- Your instructions
Print out the whole listing below exactly as it is written.
(Task material Opens)
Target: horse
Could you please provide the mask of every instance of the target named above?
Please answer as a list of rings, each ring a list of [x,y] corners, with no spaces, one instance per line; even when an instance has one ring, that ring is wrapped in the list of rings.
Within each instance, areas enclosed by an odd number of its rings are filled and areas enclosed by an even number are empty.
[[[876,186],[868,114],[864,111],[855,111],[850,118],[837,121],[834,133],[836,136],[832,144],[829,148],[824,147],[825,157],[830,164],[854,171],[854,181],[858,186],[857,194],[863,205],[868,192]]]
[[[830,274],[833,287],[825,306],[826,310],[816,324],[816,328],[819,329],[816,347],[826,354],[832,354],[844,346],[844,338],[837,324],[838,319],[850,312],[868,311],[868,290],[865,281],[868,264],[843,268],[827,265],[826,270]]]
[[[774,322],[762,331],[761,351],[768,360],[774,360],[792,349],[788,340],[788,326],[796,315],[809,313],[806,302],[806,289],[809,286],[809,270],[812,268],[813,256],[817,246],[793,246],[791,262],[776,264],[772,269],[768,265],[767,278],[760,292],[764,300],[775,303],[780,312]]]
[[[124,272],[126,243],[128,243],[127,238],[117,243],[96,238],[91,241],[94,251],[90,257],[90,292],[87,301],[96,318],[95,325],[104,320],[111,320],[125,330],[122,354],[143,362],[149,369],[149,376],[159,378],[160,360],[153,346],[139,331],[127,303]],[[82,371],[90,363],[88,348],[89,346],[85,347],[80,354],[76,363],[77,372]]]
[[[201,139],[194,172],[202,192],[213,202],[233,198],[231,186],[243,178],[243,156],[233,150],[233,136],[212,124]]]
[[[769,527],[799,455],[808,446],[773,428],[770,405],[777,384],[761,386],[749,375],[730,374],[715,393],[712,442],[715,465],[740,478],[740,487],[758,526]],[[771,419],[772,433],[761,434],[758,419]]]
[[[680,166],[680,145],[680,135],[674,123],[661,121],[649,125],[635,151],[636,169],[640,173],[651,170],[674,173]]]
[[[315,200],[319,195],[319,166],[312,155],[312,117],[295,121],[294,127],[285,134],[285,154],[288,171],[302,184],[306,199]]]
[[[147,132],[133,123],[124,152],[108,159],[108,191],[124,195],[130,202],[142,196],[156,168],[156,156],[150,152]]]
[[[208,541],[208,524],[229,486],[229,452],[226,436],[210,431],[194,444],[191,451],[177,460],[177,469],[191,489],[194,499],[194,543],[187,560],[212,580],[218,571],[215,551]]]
(Task material Closes)
- Answer
Target: horse
Could you please provide the mask of every instance of the target named above?
Please answer as a list of rings, each ring a list of [x,y] corners, with no spaces, one instance per line; even when an instance has one ring, that ring is wrapped in the list of rings.
Within each instance, areas enclosed by an odd number of its rings are filled and areas enclosed by an even number are empty.
[[[876,186],[868,114],[864,111],[855,111],[850,118],[837,121],[834,133],[836,136],[832,144],[829,148],[824,147],[825,157],[830,164],[854,171],[854,181],[858,186],[857,194],[863,205],[868,192]]]
[[[830,274],[833,287],[825,306],[826,310],[816,324],[816,328],[819,329],[816,347],[826,354],[832,354],[844,346],[844,338],[837,324],[838,319],[850,312],[868,311],[868,290],[865,281],[868,264],[843,268],[827,265],[826,270]]]
[[[774,322],[762,331],[761,351],[768,360],[774,360],[792,349],[788,340],[788,326],[796,315],[809,313],[806,302],[806,289],[809,286],[809,270],[812,268],[813,256],[817,246],[793,246],[791,262],[776,264],[772,269],[768,265],[767,278],[760,292],[764,300],[775,303],[780,312]]]
[[[124,272],[126,243],[128,243],[127,238],[117,243],[96,238],[91,241],[94,251],[90,257],[90,292],[87,301],[96,318],[95,325],[104,320],[111,320],[125,330],[122,354],[143,362],[149,369],[149,376],[159,378],[160,360],[153,346],[139,331],[127,303]],[[82,371],[90,363],[88,348],[89,346],[85,347],[80,354],[76,363],[77,372]]]
[[[201,139],[194,172],[202,192],[213,202],[233,198],[231,186],[243,178],[243,156],[233,150],[233,136],[212,124]]]
[[[769,527],[799,455],[808,446],[773,428],[770,405],[777,384],[761,386],[749,375],[730,374],[715,393],[712,442],[715,465],[740,478],[740,487],[758,526]],[[771,419],[772,433],[761,434],[758,419]]]
[[[680,166],[680,145],[680,135],[674,123],[661,121],[649,125],[635,151],[636,169],[640,173],[651,170],[674,173]]]
[[[315,200],[319,195],[319,166],[312,155],[312,117],[295,121],[294,127],[285,134],[285,154],[288,171],[302,184],[306,199]]]
[[[147,132],[133,123],[124,152],[108,159],[108,191],[124,195],[130,202],[142,196],[156,168],[156,156],[150,152]]]
[[[208,541],[208,524],[229,486],[229,452],[226,436],[210,431],[194,444],[191,451],[177,460],[177,469],[191,489],[194,499],[194,543],[187,560],[212,580],[218,571],[215,551]]]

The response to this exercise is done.